» TASK DESCRIPTION
Retype the material from its first line up to and including the line containing "pixel 178 243". Leave the pictures out of your copy.

[Image point annotation records]
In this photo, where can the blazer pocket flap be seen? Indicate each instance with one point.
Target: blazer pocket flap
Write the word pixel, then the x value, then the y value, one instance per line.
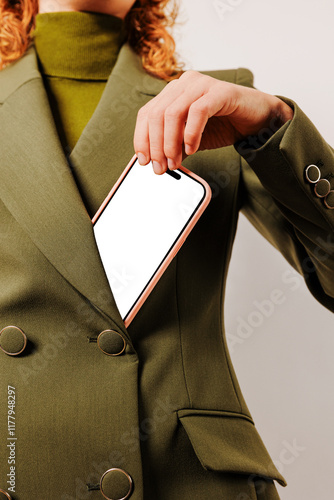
pixel 228 442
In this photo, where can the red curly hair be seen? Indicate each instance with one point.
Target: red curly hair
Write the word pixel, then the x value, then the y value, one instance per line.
pixel 146 24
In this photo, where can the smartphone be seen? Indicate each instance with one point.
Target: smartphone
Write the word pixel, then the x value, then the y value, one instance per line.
pixel 141 226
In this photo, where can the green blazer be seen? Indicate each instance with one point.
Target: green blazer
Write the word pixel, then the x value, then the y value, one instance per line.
pixel 155 410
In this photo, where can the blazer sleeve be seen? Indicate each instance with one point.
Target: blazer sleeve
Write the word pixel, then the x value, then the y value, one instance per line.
pixel 288 204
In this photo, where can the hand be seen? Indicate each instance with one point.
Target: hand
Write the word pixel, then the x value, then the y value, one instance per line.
pixel 198 112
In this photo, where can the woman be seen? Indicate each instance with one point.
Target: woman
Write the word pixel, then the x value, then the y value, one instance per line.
pixel 153 411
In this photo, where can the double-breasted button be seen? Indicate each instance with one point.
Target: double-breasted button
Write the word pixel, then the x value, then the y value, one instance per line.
pixel 4 495
pixel 116 484
pixel 13 340
pixel 312 173
pixel 111 342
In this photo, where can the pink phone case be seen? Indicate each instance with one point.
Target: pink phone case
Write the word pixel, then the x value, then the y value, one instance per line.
pixel 178 243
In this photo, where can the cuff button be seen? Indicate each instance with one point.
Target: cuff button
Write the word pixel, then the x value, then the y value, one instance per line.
pixel 13 341
pixel 116 484
pixel 329 200
pixel 322 188
pixel 312 173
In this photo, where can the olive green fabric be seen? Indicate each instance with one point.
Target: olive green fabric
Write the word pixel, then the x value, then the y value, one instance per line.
pixel 76 53
pixel 169 411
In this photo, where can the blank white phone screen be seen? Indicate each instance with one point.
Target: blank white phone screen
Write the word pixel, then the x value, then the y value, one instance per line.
pixel 145 216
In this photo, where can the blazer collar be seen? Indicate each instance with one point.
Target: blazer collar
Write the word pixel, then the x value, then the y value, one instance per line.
pixel 37 182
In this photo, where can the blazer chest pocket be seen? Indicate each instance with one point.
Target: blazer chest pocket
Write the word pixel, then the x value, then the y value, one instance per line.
pixel 228 442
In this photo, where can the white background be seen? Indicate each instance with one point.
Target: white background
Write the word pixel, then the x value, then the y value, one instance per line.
pixel 285 366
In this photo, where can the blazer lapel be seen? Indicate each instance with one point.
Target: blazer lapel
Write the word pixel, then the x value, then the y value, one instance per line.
pixel 37 184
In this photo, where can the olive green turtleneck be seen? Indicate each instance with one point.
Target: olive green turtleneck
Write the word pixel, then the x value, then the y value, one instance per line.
pixel 76 53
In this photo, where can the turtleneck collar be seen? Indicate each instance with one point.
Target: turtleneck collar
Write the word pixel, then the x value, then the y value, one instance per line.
pixel 78 45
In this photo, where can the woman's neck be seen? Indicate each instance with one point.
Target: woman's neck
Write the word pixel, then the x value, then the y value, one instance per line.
pixel 117 8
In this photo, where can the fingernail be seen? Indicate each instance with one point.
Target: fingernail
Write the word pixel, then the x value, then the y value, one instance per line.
pixel 171 164
pixel 157 167
pixel 187 149
pixel 142 159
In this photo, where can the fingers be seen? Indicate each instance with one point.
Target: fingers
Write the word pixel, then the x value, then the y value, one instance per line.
pixel 159 132
pixel 149 131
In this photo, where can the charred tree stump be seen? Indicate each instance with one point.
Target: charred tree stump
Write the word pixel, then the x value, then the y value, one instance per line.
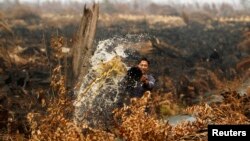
pixel 83 48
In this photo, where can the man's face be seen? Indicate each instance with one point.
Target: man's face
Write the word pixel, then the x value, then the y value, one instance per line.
pixel 143 65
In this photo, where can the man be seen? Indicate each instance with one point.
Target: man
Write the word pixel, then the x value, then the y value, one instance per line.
pixel 136 82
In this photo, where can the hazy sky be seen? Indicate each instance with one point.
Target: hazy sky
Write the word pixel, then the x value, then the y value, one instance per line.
pixel 157 1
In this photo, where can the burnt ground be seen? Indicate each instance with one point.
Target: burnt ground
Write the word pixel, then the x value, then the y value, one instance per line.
pixel 190 60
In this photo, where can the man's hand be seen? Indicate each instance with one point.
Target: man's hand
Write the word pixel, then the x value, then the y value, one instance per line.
pixel 144 79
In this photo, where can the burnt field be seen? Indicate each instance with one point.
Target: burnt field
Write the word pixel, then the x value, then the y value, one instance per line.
pixel 201 63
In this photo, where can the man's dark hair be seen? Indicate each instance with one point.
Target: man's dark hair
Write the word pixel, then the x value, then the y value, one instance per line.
pixel 143 59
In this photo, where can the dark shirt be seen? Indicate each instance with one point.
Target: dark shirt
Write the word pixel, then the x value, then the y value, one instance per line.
pixel 140 87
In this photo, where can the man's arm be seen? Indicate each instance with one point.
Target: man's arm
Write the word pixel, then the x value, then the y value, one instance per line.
pixel 148 82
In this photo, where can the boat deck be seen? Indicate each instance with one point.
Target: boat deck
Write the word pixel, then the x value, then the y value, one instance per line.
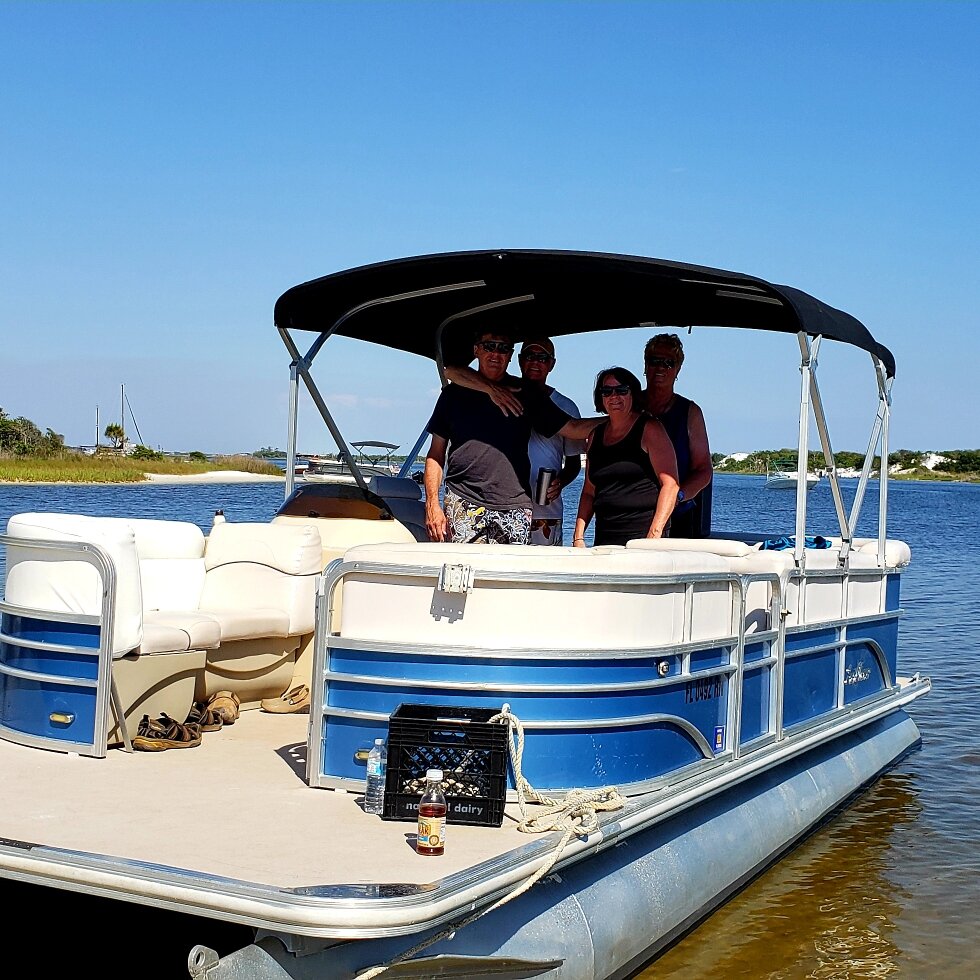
pixel 231 830
pixel 202 810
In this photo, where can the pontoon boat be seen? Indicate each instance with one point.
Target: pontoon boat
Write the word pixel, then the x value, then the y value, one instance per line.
pixel 711 701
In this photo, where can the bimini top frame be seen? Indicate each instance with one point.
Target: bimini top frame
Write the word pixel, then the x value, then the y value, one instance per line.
pixel 431 304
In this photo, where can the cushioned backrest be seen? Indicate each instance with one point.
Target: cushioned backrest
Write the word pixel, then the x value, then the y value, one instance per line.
pixel 396 487
pixel 171 555
pixel 263 566
pixel 337 534
pixel 537 610
pixel 715 546
pixel 51 580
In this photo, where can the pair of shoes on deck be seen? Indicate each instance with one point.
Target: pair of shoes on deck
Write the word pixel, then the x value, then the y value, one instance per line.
pixel 159 734
pixel 293 701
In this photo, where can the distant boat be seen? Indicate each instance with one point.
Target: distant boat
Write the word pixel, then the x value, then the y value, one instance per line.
pixel 780 476
pixel 373 459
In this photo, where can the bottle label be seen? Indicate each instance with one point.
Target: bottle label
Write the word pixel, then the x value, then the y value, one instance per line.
pixel 432 831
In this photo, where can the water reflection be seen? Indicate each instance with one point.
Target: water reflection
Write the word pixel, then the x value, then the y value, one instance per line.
pixel 828 909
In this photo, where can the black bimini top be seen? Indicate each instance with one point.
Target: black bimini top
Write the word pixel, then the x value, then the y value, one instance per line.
pixel 408 303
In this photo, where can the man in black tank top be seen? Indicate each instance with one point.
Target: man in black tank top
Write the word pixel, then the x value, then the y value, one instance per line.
pixel 684 422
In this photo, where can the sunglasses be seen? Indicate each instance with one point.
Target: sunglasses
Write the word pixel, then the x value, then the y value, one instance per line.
pixel 496 346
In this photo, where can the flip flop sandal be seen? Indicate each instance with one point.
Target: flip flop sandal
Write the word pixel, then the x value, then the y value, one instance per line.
pixel 294 700
pixel 207 718
pixel 225 704
pixel 160 734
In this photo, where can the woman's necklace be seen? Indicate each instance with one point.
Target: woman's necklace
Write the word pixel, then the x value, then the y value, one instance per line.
pixel 658 409
pixel 613 435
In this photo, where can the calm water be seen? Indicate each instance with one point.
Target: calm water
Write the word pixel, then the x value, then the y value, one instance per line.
pixel 889 887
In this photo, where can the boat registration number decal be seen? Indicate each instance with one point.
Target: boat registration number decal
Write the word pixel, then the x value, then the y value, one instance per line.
pixel 702 690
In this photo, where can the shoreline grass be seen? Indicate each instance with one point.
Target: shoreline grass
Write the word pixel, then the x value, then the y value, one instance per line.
pixel 120 469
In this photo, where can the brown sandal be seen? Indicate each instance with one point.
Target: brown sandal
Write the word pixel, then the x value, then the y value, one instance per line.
pixel 207 718
pixel 226 705
pixel 159 734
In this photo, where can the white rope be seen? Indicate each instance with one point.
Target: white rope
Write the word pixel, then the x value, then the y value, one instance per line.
pixel 576 815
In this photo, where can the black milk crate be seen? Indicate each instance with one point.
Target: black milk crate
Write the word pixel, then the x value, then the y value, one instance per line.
pixel 471 752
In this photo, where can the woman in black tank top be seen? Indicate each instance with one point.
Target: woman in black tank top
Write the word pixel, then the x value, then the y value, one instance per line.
pixel 630 471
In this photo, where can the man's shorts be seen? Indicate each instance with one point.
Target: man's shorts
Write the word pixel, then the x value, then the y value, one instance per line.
pixel 545 530
pixel 475 524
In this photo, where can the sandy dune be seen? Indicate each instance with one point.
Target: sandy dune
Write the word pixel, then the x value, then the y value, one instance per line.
pixel 215 476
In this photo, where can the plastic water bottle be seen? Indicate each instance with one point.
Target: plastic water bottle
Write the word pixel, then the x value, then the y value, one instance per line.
pixel 432 816
pixel 374 793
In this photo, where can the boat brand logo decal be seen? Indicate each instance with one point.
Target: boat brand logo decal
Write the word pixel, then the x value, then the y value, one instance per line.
pixel 702 690
pixel 856 674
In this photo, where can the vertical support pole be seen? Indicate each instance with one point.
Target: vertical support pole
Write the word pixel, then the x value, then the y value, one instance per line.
pixel 883 473
pixel 292 424
pixel 808 358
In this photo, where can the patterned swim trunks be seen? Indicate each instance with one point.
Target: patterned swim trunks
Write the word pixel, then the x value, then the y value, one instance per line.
pixel 475 524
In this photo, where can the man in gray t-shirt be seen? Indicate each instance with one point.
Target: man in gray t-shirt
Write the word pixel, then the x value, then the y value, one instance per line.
pixel 558 453
pixel 482 453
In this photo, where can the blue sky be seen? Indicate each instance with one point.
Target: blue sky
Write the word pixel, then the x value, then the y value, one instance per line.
pixel 167 170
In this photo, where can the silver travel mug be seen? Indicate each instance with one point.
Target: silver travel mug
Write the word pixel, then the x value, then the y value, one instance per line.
pixel 544 481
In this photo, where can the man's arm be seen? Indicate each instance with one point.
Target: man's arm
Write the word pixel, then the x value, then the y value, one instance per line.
pixel 570 469
pixel 435 461
pixel 701 471
pixel 501 392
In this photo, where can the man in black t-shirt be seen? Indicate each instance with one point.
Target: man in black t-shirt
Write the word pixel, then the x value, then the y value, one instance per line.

» REPLY
In this photo, where can the blazer pocket flap be seen? Indicate each instance with one point.
Target: blazer pocket flap
Write the word pixel, then the x value, then the y value, one instance per line.
pixel 228 442
In this photo, where can the red curly hair be seen? Indicate each instance with one point.
Target: red curly hair
Write the word pixel, then the x value, then the y value, one instance per line.
pixel 146 24
In this photo, where can the smartphone be seen? Indicate each instance with one point.
Target: smartphone
Write the word pixel, then the x value, then the y value, one instance per line.
pixel 141 226
In this photo, where can the green blazer be seen? Indicate each instance with one point.
Target: green blazer
Write the word pixel, then the x value, then the y value, one instance per line.
pixel 155 410
In this photo, where can the blazer sleeve be seen? Indicate each instance with one point.
Target: blazer sleeve
Write the word pixel, then the x value, then the y value, one instance per line.
pixel 288 204
In this photo, where can the hand be seen? Indicate each instance with one point.
Target: hand
Write the word pixel, then the x value, then the y value, one instance per line.
pixel 198 112
In this photo, where can the woman be seen? Indicate each instance with one point.
Target: woman
Write the word pixel, then the x value, then the y value, one instance per line.
pixel 153 411
In this photo, where can the double-breasted button be seen? Indicate each instance with one point.
Target: double-breasted button
Write the word pixel, then the x value, then the y value, one instance per line.
pixel 4 495
pixel 116 484
pixel 13 340
pixel 312 173
pixel 111 342
In this photo, where can the pink phone case be seen? Indicate each instance with one point.
Target: pink phone case
Write the word pixel, then the x value, then the y value, one instance per line.
pixel 178 243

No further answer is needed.